**Selected text:**

◇ ◇ ◇ ◇

Searching online, I found an improvement to the traditional multi-head attention (MHA) structure: grouped-query attention (GQA). GQA uses less graphics memory than MHA. Based on this, I applied an apparently radical optimization method that reduces the hidden dimension to lower computational costs. So far, although some research is similar, I have not found any improvements that are exactly the same as this one. I think it is reasonable to name this new structure "grouped-query latent attention (GQLA)." It is surprisingly effective. It became the basis of the second version of my Brain-Rot GPT. I successfully deployed it on a CPU, and it ran smoothly.
To evaluate this new attention structure, I conducted experiments to compare the models made from GQLA and the traditional GQA. Memory consumption, cosine similarity between attention patterns, and absolute value of difference of mean diagonal attention were considered. The results showed that, compared to GQA-based models, GQLA models are capable of using less time and memory while retaining most expressive capabilities. Please check out my paper below for more information.

◇ ◇ ◇ ◇

(Stored data)
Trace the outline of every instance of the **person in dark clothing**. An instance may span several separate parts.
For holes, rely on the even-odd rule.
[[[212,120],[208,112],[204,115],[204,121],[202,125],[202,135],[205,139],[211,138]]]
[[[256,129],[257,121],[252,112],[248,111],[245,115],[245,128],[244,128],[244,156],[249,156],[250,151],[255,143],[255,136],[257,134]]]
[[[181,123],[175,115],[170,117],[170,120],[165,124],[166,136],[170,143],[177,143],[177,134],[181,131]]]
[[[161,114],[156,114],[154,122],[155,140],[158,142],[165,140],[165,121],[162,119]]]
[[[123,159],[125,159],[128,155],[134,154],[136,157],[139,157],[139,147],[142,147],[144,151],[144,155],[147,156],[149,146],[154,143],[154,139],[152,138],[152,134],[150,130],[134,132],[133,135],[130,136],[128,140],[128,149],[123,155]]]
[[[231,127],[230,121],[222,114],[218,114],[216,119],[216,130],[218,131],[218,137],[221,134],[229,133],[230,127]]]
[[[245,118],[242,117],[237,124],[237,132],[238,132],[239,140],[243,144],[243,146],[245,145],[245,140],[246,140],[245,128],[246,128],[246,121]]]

◇ ◇ ◇ ◇

**Assigned task:** Pick up the post on grouped-query latent attention after its last sentence and write what comes next.

**Result of this exercise:**
The codes of brain rot GPT are available here
As a by-product of the brain rot GPT, I open-sourced the video recognition tool that I wrote to extract video scripts and add them to my training dataset. This tool is based on the multimodal large language model GLM4.6V-Flash. Unlike most existing video recognizers, which rely on basic speech recognition of video audio, my LLM-based tool can analyze both subtitles and audio, providing far more accurate results. Another advantage is that subtitle analysis enables the tool to recognize new internet slang that traditional tools can hardly grasp.
The codes of the tool are available hereInspired by the AI college admissions counselor, I developed an AI study guide for students and teachers in our school(Yali High School International Department, YLID). I applied retrieval augmented generation (RAG) to a large language model (LLM). This technology enables the model to respond to user queries using information from the knowledge base. I built the knowledge base using materials including guides on college selection, test and competition preparation instructions, and school club information, all of which were provided by our school.
Therefore, this AI assistant can reference our school's information and provide responses as if it were an employee of the school. I also integrated the college research function. Users can input the official website of a university, and the AI tool will search the website and summarize the information. Unfortunately, this project contains confidential information, so I cannot show it here.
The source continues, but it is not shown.